%%

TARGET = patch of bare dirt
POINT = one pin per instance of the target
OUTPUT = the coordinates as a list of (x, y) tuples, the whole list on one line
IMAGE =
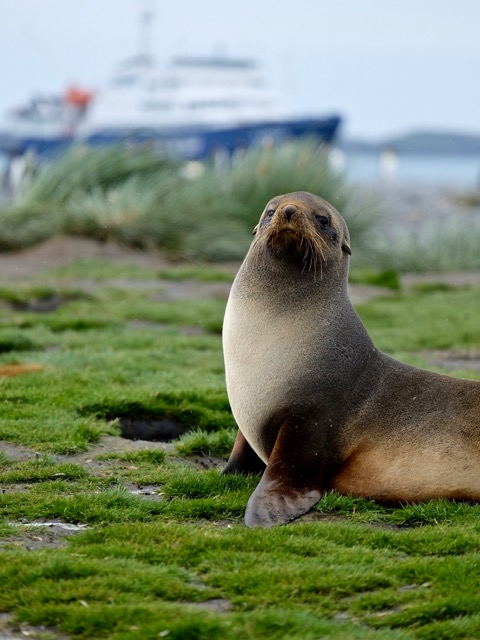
[(9, 630), (40, 535)]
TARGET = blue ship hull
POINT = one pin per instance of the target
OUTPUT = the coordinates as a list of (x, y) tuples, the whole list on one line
[(187, 143)]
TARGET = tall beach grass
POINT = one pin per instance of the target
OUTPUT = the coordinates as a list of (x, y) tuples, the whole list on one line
[(135, 197)]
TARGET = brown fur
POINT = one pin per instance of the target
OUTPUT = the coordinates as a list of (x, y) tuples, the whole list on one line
[(316, 404)]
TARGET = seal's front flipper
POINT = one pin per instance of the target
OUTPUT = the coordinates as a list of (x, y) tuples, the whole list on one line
[(274, 503), (243, 458), (292, 482)]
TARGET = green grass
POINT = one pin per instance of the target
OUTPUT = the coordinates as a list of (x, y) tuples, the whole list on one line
[(179, 559), (136, 198)]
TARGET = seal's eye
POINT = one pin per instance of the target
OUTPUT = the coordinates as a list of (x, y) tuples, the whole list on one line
[(322, 221)]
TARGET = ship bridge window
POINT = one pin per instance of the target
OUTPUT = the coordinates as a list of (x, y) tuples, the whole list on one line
[(157, 106), (218, 104), (126, 80)]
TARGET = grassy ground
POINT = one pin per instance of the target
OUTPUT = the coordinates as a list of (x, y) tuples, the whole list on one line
[(161, 550)]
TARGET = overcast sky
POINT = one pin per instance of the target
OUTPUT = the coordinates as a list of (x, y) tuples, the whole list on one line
[(388, 67)]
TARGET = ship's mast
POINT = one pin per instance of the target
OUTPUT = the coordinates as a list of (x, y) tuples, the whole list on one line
[(146, 23)]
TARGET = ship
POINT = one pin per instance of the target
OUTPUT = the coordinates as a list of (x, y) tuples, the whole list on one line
[(191, 107)]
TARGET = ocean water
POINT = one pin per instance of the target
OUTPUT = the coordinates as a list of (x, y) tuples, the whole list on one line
[(462, 172)]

%%

=== TASK BRIEF ===
Copy out every line of the material above exactly, skipping the pictures.

=== FINAL RESULT ===
TARGET = patch of bare dirt
POINT = one pin per instance of the target
OUTPUT = the coordinates as a list of (x, y) tuples, the whole list on one line
IMAGE =
[(9, 630), (40, 535)]
TARGET = blue ship hull
POINT = one pin per instance of the target
OUTPUT = the coordinates as a list of (x, y) tuples, the whole list on one line
[(187, 143)]
TARGET = tall beach grass
POINT = one pin per instance of the target
OUTPUT = the coordinates as a list of (x, y) tuples, the whole list on one line
[(135, 197)]
TARGET = brown fur
POINT = one pin per instance of the target
OUTPUT = the coordinates as a list of (x, y) tuples, the whole list on one line
[(316, 404)]
TARGET = seal's front flipper
POINT = one pin per instance of the target
OUTPUT = the coordinates as a list of (x, y) tuples, the whole list on one line
[(274, 503), (243, 458), (292, 482)]
TARGET = green grass
POINT = one pin per instance of the target
OUTPUT = the coordinates as a list of (x, y) tuples, the whole list on one line
[(179, 559), (136, 198)]
TARGET = seal's eye
POINT = one pin per instance of the target
OUTPUT = the coordinates as a list of (x, y) tuples, the whole list on one line
[(322, 221)]
TARGET = ship bridge window
POINT = one pin per instance of the target
OUTPUT = the coordinates as a list of (x, y) tuples, the whole list on one line
[(157, 106), (218, 104), (126, 80)]
TARGET = grassy ground
POINT = one pin per instance of the target
OUTPUT = the coordinates as a list of (x, y) tuples, the whole list on one line
[(161, 550)]
TARGET = overcast sky
POINT = one pin per instance of the target
OUTPUT = the coordinates as a list of (x, y) tuples, the whole list on one line
[(388, 67)]
TARGET = ship's mast
POINT = one pin per instance of the target
OUTPUT = the coordinates as a list of (x, y) tuples, the whole list on one line
[(146, 23)]
TARGET = ship
POINT = one pin per instance of the target
OUTPUT = the coordinates as a list of (x, y) tuples, the whole list on one line
[(191, 107)]
TARGET = ocean water
POINT = one pin per instance of the target
OUTPUT = the coordinates as a list of (x, y) tuples, the whole list on one line
[(462, 172)]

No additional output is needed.